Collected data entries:
________________
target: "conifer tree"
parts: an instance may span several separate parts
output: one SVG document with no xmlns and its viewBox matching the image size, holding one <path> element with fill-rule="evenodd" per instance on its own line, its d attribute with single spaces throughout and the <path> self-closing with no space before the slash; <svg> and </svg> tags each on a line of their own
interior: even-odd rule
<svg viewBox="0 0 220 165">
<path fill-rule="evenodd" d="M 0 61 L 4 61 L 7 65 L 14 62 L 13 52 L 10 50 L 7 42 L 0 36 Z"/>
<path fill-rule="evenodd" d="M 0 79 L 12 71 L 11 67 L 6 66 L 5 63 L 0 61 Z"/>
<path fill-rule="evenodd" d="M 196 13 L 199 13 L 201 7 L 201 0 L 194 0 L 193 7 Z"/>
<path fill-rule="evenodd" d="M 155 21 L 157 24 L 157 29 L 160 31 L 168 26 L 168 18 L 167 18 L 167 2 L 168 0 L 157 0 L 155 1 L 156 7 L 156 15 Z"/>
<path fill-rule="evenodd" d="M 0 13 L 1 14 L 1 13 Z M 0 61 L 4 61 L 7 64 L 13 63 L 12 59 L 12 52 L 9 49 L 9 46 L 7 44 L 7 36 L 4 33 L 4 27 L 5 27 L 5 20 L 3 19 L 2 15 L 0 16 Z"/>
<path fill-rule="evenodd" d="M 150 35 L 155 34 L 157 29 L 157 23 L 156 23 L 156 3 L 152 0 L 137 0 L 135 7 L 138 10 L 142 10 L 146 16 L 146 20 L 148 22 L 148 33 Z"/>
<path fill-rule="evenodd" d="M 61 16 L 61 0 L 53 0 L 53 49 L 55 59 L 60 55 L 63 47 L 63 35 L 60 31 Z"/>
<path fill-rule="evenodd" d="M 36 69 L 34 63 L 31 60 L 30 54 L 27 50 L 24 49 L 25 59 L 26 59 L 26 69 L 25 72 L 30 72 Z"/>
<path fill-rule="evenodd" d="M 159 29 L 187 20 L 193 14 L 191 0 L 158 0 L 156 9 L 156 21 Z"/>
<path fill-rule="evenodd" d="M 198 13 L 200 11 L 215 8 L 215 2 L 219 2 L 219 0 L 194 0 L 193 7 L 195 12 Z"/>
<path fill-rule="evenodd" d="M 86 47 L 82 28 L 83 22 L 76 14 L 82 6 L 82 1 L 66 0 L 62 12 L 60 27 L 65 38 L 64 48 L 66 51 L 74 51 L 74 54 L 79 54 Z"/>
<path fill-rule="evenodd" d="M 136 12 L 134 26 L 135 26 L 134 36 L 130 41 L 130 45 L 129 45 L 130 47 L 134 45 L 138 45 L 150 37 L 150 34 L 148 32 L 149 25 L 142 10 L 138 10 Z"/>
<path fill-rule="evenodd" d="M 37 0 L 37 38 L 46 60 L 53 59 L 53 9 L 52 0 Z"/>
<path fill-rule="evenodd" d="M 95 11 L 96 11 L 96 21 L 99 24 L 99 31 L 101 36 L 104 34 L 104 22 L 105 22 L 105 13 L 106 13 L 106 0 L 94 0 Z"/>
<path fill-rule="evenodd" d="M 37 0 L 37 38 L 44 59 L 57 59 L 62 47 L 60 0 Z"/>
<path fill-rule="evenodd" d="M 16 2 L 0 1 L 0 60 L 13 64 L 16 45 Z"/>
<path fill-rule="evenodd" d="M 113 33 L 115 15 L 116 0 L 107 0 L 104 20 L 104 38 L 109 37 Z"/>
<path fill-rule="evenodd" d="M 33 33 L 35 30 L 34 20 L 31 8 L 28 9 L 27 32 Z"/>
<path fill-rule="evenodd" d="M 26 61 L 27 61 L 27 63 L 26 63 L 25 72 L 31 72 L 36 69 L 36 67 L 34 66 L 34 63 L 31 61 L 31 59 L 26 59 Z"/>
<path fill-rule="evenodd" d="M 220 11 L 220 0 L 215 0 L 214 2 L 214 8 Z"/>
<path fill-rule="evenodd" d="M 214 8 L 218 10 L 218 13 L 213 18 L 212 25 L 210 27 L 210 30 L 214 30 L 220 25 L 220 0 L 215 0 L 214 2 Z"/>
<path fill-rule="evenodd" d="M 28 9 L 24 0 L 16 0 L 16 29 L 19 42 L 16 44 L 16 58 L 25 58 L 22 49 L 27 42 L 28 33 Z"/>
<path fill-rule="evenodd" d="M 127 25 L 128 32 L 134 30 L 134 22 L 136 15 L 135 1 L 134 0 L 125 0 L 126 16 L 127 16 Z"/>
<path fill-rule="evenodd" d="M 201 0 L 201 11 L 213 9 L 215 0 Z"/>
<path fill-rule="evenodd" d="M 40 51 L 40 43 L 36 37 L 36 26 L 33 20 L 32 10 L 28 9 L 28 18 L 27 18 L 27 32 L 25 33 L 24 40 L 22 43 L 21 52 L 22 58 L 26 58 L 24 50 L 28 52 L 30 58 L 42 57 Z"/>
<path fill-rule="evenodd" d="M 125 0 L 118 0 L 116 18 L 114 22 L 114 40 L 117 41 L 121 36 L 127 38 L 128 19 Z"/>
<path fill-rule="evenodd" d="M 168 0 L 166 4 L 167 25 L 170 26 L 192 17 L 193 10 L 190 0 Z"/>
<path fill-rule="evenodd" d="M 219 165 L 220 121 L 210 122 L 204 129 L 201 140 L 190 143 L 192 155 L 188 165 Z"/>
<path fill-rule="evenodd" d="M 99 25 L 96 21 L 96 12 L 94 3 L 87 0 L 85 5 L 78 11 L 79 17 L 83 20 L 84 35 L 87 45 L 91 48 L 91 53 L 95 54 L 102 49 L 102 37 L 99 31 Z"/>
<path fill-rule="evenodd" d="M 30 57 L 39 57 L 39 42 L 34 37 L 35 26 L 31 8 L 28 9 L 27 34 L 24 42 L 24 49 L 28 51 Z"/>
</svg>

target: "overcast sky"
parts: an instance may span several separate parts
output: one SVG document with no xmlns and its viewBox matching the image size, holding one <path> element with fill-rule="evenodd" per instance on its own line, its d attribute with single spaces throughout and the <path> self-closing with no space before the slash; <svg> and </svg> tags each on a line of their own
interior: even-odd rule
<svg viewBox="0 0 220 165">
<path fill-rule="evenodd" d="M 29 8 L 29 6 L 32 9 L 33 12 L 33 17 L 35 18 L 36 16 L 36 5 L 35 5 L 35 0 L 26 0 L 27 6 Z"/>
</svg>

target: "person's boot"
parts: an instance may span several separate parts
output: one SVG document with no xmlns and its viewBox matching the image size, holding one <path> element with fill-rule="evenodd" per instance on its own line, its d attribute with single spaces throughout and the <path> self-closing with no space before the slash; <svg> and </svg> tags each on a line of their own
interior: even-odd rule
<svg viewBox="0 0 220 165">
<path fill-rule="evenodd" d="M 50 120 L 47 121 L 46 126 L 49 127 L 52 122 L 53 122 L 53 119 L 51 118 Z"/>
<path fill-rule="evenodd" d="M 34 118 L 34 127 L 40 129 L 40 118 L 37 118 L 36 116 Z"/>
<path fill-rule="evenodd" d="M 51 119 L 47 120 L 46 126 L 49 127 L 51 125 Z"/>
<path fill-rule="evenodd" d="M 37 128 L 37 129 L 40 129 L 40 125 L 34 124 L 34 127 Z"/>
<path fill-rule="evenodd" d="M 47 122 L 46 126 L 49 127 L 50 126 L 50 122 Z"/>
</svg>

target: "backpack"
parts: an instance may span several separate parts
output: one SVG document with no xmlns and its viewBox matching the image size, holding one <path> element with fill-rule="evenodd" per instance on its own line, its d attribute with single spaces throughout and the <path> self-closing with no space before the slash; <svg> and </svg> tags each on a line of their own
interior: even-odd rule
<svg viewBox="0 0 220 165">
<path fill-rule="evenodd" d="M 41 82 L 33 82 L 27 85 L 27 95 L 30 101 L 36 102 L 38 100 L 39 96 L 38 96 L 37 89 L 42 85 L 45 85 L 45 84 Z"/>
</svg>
________________
If a line in the data above includes the string "target", copy it.

target: "conifer tree"
target: "overcast sky"
target: "person's boot"
target: "backpack"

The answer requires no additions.